**WHAT NEEDS TO BE DONE**
Set down the data that follows, exactly and completely.

**Dataset items**
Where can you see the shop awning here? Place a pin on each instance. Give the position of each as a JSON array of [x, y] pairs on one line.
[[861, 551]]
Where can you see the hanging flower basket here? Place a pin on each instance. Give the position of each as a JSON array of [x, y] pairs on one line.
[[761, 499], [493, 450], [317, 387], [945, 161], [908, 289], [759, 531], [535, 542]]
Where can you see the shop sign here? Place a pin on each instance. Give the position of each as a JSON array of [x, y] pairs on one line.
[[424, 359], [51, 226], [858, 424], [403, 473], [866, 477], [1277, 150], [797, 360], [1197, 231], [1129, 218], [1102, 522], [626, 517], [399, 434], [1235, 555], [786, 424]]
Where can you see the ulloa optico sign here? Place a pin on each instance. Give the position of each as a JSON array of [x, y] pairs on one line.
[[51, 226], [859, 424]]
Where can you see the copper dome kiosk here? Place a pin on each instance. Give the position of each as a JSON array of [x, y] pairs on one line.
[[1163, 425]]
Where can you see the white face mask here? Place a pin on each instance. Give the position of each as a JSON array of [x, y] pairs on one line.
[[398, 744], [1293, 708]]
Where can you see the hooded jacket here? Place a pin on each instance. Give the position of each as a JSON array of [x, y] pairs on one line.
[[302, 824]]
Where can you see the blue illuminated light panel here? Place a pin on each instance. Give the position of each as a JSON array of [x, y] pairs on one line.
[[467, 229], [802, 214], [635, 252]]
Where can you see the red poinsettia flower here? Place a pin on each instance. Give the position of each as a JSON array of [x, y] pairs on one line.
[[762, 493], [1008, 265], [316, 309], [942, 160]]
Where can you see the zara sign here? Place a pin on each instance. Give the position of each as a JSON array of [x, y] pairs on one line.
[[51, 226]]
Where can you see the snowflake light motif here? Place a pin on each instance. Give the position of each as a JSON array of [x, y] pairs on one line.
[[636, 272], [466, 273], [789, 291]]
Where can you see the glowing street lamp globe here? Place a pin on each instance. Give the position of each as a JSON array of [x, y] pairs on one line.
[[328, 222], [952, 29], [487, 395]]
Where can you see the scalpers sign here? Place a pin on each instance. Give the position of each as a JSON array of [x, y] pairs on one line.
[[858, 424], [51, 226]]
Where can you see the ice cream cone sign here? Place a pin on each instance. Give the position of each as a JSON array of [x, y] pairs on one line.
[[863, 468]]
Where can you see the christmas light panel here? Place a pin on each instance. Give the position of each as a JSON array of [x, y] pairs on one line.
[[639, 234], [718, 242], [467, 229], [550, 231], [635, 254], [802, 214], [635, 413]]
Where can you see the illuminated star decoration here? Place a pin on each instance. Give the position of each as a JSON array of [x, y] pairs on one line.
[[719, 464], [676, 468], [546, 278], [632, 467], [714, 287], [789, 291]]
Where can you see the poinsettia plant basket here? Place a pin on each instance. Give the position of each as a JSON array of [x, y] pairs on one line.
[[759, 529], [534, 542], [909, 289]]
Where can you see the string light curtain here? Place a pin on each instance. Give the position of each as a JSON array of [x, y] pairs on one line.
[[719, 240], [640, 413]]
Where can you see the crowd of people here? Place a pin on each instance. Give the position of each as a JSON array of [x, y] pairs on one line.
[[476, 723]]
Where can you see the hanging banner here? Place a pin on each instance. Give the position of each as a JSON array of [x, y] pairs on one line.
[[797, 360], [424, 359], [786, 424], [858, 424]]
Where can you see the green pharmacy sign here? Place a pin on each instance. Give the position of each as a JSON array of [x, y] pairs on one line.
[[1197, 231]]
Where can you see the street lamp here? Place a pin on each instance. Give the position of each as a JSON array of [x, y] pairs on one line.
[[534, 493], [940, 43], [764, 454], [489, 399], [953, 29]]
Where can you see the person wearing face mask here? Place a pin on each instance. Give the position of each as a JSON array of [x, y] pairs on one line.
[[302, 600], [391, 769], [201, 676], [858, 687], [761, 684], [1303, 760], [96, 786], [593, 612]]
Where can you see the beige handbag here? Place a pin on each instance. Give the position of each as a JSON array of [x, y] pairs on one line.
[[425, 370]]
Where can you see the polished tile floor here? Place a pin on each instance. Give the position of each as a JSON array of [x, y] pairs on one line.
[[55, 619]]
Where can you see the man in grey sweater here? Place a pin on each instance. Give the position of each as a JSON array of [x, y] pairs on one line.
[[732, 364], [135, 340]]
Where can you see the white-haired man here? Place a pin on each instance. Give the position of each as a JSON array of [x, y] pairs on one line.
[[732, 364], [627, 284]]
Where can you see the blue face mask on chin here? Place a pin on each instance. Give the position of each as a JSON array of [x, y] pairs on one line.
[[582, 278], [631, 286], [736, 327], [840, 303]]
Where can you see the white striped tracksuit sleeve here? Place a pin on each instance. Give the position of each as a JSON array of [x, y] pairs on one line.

**REPLY**
Where can you see the shop awning here? Place a pin on each instance. Give the position of each as a JSON array of [x, y] pairs on one line.
[[861, 551]]
Where can you see the hanging flower basket here? Place a pin on each instance. Give the position of each as a JSON array of [x, y] pairs on one line.
[[761, 499], [493, 450], [317, 387], [945, 161], [908, 289], [759, 531], [535, 542]]
Where can you see the shop sign here? Place a pin on each instance. Give the position of each as a JSON array of [x, y] pairs on one line.
[[424, 359], [51, 226], [858, 424], [403, 473], [866, 477], [1277, 150], [797, 360], [1197, 231], [1129, 218], [1102, 522], [626, 517], [399, 434], [1235, 555], [786, 424]]
Where can you see the ulloa optico sign here? Place a pin on each instance. Give the position of each as a JSON array of [x, y] pairs on one line.
[[51, 226], [859, 424]]
Where can you see the copper dome kiosk here? Place a pin on each instance. Give the position of each as a JSON array of [x, y] pairs on one line.
[[1163, 425]]
Where can you see the white face mask here? Place a pin on each instance. Give the position of each as a JSON array of [x, y] pairs on one line.
[[398, 744], [1293, 708]]
Where can you see the hooded jacket here? Place a pin on each instance. Give the position of each as a JSON array of [x, y] pairs on one line.
[[302, 824]]
Where can you see the blue illuminated light panel here? Place a pin on each instance. Give the position of each as a JSON array of [x, y] pairs on one line.
[[467, 229], [802, 214], [635, 252]]
Where can you see the red poinsettia flower here? Place a pin on each instance. Give the position of each as a JSON array of [x, y] pairs on one line.
[[762, 493], [1008, 265], [316, 309], [942, 160]]
Where can you see the zara sign here? Place a pin on each instance. Give the position of each as a JSON array of [x, y] pairs on one line.
[[51, 226]]
Where can you see the snowflake light motif here? Place a pin on each instance. Give the position of each as a JSON array of [x, y] pairs on one line.
[[636, 272], [466, 273], [789, 291]]
Where can you see the glowing street lamp globe here? Place a pin on each instance. Give the position of each as a JSON array of [x, y] pairs on one line.
[[328, 222], [952, 29], [487, 395]]
Where can you see the scalpers sign here? Place a pin on each instance. Give the position of each as a JSON array of [x, y] pairs on one line.
[[858, 424], [51, 226]]
Where can you see the ice cream cone sign here? Place a pin on each instance. Give the position of each as a JSON array of [x, y] pairs on one line.
[[863, 468]]
Where can you see the christmas light panel here? Place a pin on each instance. Give the position of each as a JSON array of [x, y] pairs on one line.
[[639, 234], [718, 242], [467, 229], [550, 231], [635, 254], [802, 214], [635, 413]]
Where can you see the illuminated star decoration here? Place a pin on each instance. Give the position of each as a JSON array of [x, y] pairs on one line.
[[719, 464], [676, 468], [546, 278], [632, 467], [714, 287], [789, 291]]
Where can you see the poinsettia plant basket here? Place a pin on each instance. Give the position of each as a JSON array of [x, y] pairs on one line.
[[759, 529], [534, 542], [909, 289]]
Where can you see the string light curtain here? Place a pin on each instance. Give the position of each as a JSON array of [x, y] pairs on one line.
[[719, 240], [640, 413]]
Where can you see the crowd of people here? Place a pin on each instance. Give the position of each as a JSON array of [x, y] pairs on one line.
[[476, 723]]
Where can you see the hanging banner here? Place a pin on each instance. Give the position of each as a JSON array of [x, y] pairs on one line.
[[797, 360], [424, 359], [786, 424], [858, 424]]
Where can you see the green pharmacy sign here? Place a pin on each instance. Give the position of each as a JSON array of [x, y] pairs on one line.
[[1197, 231]]
Where can you see the street lamp here? Place a pin on each instance. Give the position of each as a JSON array of [x, y] pairs on one line.
[[534, 493], [940, 43], [764, 454], [489, 399], [953, 29]]
Where can you see the person wearing face mask here? Place a pin on each instance. Give the position of each as a JSON array of [x, y] pairs on one line.
[[302, 600], [391, 769], [201, 676], [858, 687], [761, 684], [1303, 760], [96, 786], [593, 612]]
Where can you see the beige handbag here? Place a pin on each instance. Give the position of each as a JSON array of [x, y] pairs on one line.
[[425, 370]]
Where can you see the polished tile floor here? Place a pin on each instance. Give the position of each as a JSON array of [x, y] pairs on one line.
[[55, 619]]
Where can you see the man in grey sweater here? Place a pin on each instance. Give the position of each as a JSON array of [x, y] pairs on one line.
[[732, 364], [135, 340]]
Where can you see the white-haired man here? Place a pin on each instance. Give the position of each as a JSON array of [x, y] pairs on one line.
[[732, 364], [627, 284]]
Where can you see the blue face mask on chin here? Place a pin on each instance. Give the position of each as a JSON array of [x, y] pairs on one line.
[[582, 278], [631, 286], [736, 327], [840, 303]]
Where can you see the white striped tracksuit sleeve here? Place a pin on each instance. Give the position of each as a JSON array of [x, y] pairs on one line.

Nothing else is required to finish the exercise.